**PROBLEM REQUIREMENTS**
Render every line of the listing below as a Markdown table with the columns Row and Line, numbering the rows and omitting blank lines.
-- START OF PROVIDED RECORDS --
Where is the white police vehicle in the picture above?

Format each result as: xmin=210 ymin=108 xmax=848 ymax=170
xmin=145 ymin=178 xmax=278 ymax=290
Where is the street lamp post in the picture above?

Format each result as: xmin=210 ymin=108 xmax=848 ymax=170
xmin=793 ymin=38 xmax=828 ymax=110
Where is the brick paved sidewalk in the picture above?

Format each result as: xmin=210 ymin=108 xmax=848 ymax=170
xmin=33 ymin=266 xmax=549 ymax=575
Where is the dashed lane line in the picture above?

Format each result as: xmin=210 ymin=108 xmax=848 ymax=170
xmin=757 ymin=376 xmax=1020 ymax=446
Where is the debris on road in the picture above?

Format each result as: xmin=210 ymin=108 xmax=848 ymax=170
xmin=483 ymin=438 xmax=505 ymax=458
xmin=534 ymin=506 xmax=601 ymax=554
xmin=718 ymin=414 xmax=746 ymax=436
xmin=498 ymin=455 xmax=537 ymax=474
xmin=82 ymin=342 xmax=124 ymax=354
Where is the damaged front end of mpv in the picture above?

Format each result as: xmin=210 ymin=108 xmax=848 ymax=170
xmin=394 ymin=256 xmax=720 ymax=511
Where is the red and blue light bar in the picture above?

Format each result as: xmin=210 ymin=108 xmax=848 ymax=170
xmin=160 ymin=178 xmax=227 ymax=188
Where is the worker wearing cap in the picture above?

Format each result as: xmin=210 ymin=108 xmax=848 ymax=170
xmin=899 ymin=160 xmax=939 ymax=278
-- END OF PROVIDED RECORDS --
**WRITTEN SOLUTION**
| Row | Line |
|---|---|
| 1 | Where is the white police vehicle in the picture above? |
| 2 | Format each result as: xmin=210 ymin=108 xmax=848 ymax=170 |
| 3 | xmin=145 ymin=178 xmax=278 ymax=290 |
| 4 | Where is the street lamp post in the picture above? |
| 5 | Format each result as: xmin=210 ymin=108 xmax=848 ymax=170 |
| 6 | xmin=793 ymin=38 xmax=828 ymax=110 |
| 7 | Where is the brick paved sidewalk in the picture above? |
| 8 | Format each result as: xmin=210 ymin=108 xmax=848 ymax=170 |
| 9 | xmin=33 ymin=266 xmax=549 ymax=575 |
| 10 | Where is the dashed lane line in the picture above? |
| 11 | Format each result as: xmin=210 ymin=108 xmax=848 ymax=170 |
| 12 | xmin=757 ymin=376 xmax=1020 ymax=446 |
| 13 | Where is the debris on road in the picture above? |
| 14 | Format each result as: xmin=210 ymin=108 xmax=848 ymax=170 |
| 15 | xmin=483 ymin=438 xmax=505 ymax=458 |
| 16 | xmin=534 ymin=506 xmax=601 ymax=554 |
| 17 | xmin=718 ymin=414 xmax=746 ymax=436 |
| 18 | xmin=498 ymin=455 xmax=537 ymax=474 |
| 19 | xmin=82 ymin=342 xmax=124 ymax=354 |
| 20 | Where is the damaged front end of mpv in the picture above? |
| 21 | Format each result as: xmin=210 ymin=108 xmax=848 ymax=170 |
| 22 | xmin=394 ymin=256 xmax=720 ymax=511 |
| 23 | Where is the red and blue light bar in the picture above? |
| 24 | Format each result as: xmin=210 ymin=108 xmax=848 ymax=170 |
| 25 | xmin=160 ymin=178 xmax=227 ymax=188 |
| 26 | Where is the worker wearing cap in the picture above? |
| 27 | Format each result as: xmin=210 ymin=108 xmax=848 ymax=170 |
| 28 | xmin=899 ymin=160 xmax=939 ymax=278 |